>>>

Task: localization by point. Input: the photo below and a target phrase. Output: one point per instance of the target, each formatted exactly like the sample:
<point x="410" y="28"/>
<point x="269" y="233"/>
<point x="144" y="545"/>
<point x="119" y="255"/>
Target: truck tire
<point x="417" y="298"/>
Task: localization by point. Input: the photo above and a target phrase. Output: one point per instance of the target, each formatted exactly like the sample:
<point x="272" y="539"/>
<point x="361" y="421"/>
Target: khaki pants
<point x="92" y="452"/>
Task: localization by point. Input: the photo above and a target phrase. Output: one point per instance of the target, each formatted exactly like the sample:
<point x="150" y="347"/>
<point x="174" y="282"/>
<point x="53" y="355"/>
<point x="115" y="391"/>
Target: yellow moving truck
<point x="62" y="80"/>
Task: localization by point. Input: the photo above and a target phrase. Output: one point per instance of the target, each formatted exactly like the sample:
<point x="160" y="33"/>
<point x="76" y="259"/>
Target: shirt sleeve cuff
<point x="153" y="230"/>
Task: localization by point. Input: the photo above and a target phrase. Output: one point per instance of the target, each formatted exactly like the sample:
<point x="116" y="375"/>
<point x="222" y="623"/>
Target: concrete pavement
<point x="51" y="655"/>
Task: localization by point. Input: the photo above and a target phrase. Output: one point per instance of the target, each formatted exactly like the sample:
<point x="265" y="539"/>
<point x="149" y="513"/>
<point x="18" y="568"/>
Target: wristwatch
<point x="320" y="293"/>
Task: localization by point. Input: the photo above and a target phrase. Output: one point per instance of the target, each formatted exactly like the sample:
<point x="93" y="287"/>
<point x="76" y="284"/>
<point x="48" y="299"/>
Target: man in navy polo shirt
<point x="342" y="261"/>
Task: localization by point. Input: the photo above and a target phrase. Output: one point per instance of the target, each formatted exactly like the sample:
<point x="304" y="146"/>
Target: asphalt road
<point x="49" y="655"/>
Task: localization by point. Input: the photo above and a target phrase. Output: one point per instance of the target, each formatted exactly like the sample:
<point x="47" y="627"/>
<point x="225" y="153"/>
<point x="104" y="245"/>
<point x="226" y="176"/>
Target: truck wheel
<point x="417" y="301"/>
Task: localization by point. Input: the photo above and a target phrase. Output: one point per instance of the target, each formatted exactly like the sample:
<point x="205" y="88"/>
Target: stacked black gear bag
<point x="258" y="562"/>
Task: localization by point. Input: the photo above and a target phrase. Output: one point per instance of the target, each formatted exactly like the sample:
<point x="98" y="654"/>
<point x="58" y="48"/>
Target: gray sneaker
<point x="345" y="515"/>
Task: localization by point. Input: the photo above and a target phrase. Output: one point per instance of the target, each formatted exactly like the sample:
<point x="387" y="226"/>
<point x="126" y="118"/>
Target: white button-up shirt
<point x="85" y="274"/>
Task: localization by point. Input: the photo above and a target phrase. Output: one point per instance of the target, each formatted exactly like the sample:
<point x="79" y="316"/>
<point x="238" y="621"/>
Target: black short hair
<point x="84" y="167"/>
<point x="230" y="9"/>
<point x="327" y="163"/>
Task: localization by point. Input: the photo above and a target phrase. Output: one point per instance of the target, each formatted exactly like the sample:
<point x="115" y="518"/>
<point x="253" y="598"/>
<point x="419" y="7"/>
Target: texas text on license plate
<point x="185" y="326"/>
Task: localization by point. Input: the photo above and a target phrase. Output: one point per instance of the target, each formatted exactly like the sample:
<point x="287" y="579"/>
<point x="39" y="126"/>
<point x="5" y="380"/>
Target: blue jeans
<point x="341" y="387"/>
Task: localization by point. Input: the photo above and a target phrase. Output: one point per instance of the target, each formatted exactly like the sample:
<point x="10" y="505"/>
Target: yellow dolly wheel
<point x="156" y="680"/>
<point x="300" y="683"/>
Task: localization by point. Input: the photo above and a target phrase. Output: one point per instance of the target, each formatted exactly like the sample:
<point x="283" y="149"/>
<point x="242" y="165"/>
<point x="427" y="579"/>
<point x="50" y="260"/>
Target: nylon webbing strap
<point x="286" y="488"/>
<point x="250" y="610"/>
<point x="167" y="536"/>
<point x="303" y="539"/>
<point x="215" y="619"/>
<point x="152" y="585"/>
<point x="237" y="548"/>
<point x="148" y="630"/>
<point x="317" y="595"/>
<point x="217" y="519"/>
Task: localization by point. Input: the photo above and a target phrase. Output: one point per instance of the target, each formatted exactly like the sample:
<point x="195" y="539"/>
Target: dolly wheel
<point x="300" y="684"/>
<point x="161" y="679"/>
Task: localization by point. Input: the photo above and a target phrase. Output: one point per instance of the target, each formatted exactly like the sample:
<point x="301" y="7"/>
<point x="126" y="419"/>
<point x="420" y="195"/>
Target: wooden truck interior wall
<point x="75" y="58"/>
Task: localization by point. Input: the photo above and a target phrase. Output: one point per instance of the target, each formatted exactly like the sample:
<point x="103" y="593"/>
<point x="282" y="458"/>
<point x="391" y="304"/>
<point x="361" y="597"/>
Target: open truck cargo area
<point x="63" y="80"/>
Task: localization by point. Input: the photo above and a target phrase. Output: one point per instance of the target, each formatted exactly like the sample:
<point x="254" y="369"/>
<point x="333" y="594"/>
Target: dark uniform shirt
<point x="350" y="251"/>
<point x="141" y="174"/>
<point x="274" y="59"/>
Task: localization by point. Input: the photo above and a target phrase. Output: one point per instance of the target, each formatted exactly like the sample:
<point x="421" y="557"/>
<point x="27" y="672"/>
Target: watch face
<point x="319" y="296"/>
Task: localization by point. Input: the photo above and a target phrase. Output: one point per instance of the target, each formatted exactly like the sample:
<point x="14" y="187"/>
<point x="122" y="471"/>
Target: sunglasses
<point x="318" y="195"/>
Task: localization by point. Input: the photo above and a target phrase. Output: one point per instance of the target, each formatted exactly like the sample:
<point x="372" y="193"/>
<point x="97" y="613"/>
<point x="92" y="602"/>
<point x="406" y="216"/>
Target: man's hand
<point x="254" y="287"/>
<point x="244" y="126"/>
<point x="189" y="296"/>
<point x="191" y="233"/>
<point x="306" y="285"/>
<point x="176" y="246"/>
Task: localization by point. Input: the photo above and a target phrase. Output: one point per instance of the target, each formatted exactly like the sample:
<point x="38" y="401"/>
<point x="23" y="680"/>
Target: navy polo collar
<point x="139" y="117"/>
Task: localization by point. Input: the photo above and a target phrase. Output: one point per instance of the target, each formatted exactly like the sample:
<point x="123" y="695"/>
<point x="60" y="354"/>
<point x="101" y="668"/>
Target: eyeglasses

<<<

[YOUR GOAL] Show every line from the rows above that contains the word "navy", matching case exactly.

[CORRECT ANSWER]
Target: man in navy polo shirt
Target: navy polo collar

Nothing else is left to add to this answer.